Copy every one of the rows below word for word, leaving each line unchanged.

.....

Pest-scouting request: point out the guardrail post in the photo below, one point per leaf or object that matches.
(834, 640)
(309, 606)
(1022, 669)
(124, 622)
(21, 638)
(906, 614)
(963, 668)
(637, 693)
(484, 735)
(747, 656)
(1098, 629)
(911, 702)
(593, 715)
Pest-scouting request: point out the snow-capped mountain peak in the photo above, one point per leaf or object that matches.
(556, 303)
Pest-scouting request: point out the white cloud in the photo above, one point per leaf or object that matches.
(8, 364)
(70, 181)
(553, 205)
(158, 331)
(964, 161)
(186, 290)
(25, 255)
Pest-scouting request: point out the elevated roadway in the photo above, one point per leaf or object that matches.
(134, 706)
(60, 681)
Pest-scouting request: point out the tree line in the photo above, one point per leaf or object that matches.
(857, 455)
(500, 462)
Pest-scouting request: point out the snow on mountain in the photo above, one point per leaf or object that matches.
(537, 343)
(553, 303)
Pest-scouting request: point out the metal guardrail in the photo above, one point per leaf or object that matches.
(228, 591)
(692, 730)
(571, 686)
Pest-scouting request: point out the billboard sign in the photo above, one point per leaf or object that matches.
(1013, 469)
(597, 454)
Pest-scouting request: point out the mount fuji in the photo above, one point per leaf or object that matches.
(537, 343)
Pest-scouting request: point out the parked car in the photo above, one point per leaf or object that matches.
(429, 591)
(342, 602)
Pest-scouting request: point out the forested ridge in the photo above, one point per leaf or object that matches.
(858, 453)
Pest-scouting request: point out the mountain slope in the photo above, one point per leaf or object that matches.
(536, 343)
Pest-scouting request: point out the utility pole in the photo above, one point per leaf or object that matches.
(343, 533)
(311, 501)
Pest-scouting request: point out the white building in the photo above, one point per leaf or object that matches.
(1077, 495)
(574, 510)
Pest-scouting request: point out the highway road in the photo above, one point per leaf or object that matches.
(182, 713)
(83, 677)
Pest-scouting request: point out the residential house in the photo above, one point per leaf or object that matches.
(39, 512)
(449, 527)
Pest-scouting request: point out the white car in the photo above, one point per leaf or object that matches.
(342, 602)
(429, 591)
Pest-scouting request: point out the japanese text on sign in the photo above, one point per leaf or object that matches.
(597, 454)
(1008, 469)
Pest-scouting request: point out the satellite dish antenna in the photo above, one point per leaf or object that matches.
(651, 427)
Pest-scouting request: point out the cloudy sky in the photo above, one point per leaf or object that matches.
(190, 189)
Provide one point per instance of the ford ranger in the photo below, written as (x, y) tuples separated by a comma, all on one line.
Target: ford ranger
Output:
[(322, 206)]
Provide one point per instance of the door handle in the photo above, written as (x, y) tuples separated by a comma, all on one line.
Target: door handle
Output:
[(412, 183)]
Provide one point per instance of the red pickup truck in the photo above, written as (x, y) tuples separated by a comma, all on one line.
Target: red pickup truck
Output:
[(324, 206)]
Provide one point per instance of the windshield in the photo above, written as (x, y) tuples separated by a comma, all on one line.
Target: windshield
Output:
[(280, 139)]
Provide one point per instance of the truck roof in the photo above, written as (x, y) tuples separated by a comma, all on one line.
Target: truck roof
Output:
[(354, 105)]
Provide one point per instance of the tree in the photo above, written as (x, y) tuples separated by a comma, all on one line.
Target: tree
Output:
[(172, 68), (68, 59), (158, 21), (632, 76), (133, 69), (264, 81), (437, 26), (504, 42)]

.....

* Response to the task:
Pest-scouting request: point out the guardrail post in the photo below, one point per leaf or object that matches.
(834, 640)
(309, 606)
(1022, 669)
(124, 622)
(21, 638)
(906, 614)
(963, 668)
(637, 693)
(484, 735)
(747, 656)
(1098, 629)
(911, 702)
(593, 715)
Pest-scouting request: point out the snow-capped mountain peak in the photo above, one point per leaf or object that matches.
(556, 303)
Pest-scouting request: point out the white cloud in the photo above, one point per leaf or object that matches.
(8, 364)
(70, 181)
(553, 205)
(158, 331)
(964, 161)
(186, 290)
(25, 255)
Pest-scouting request: point out the elevated roadway in the photo above, one point per leaf or object that matches.
(134, 706)
(60, 681)
Pest-scouting request: point out the tree line in the photo above, one point per leaf or object that matches.
(857, 455)
(500, 462)
Pest-scouting request: point out the snow on mountain in the photo above, one point per leaf or object that matches.
(537, 343)
(553, 303)
Pest-scouting request: point out the metal guardrail in the photo above, one point per leaf or object that matches.
(228, 591)
(692, 730)
(571, 686)
Pest-scouting request: point out the billboard sign in the photo above, one point per leaf or object that matches.
(1013, 469)
(597, 454)
Pest-scouting request: point out the mount fuji in the photo above, one point per leaf or object that matches.
(537, 343)
Pest-scouting request: point out the parked car in the photo above, one point per leaf or object that matches.
(429, 591)
(342, 602)
Pest-scouting request: point out the forested ridge in the photo above, one point per leaf or object that matches.
(858, 453)
Pest-scouting request: point out the mountain slope in the photo above, one point per leaf or object that matches.
(536, 343)
Pest-scouting request: point out the utility pole in the photo above, one point per leaf or object that matches.
(343, 533)
(311, 501)
Pest-scouting request: point out the white building in the photo above, one point per leaf or object that matches.
(1077, 495)
(574, 510)
Pest-scouting request: point out the highway road in the photo above, one point per leaf or object that matches.
(182, 713)
(83, 677)
Pest-scouting request: point out the residential house in the photo above, one point per leaf or object that matches.
(39, 512)
(449, 527)
Pest-scouting request: point out the white car in the photo above, one point per leaf or object that matches.
(342, 602)
(429, 591)
Pest-scouting request: point out the japanese text on sign in the photo above, one point per leaf or object that matches.
(597, 454)
(1008, 469)
Pest-scouting request: point out the satellite dish antenna in the photo above, one point per leaf or object that matches.
(651, 427)
Pest-scouting request: point out the cloudy sky in the photo above, one point per leaf or object that matches.
(190, 189)
Provide one point per instance of the ford ranger in the photo below, written as (x, y) tuples separated by a comma, all on one line.
Target: ford ranger
Output:
[(322, 206)]
Provide one point per instance of the door handle in the photo above, written as (x, y) tuples separated by a comma, all on one line.
Target: door handle
Output:
[(412, 183)]
Provide one point per instance of the red pickup truck in the photo above, written as (x, y) tuples separated by a comma, all on one line.
Target: red pickup truck
Output:
[(324, 206)]
Provide one point per instance of the windshield in the photo above, written as (x, y) tuples separated by a comma, all on one line.
Target: windshield
Output:
[(280, 139)]
Provide one point per instance of the truck roof in the photo above, written as (x, y) tuples separated by a comma, all on one line.
Target: truck roof
Output:
[(354, 105)]
Provide one point per instance of the tree in the photo above, written as (x, y) tuples separated by a comma, all on one line.
Target: tree
Output:
[(172, 68), (68, 59), (158, 21), (632, 76), (133, 69), (264, 81), (437, 26), (504, 42)]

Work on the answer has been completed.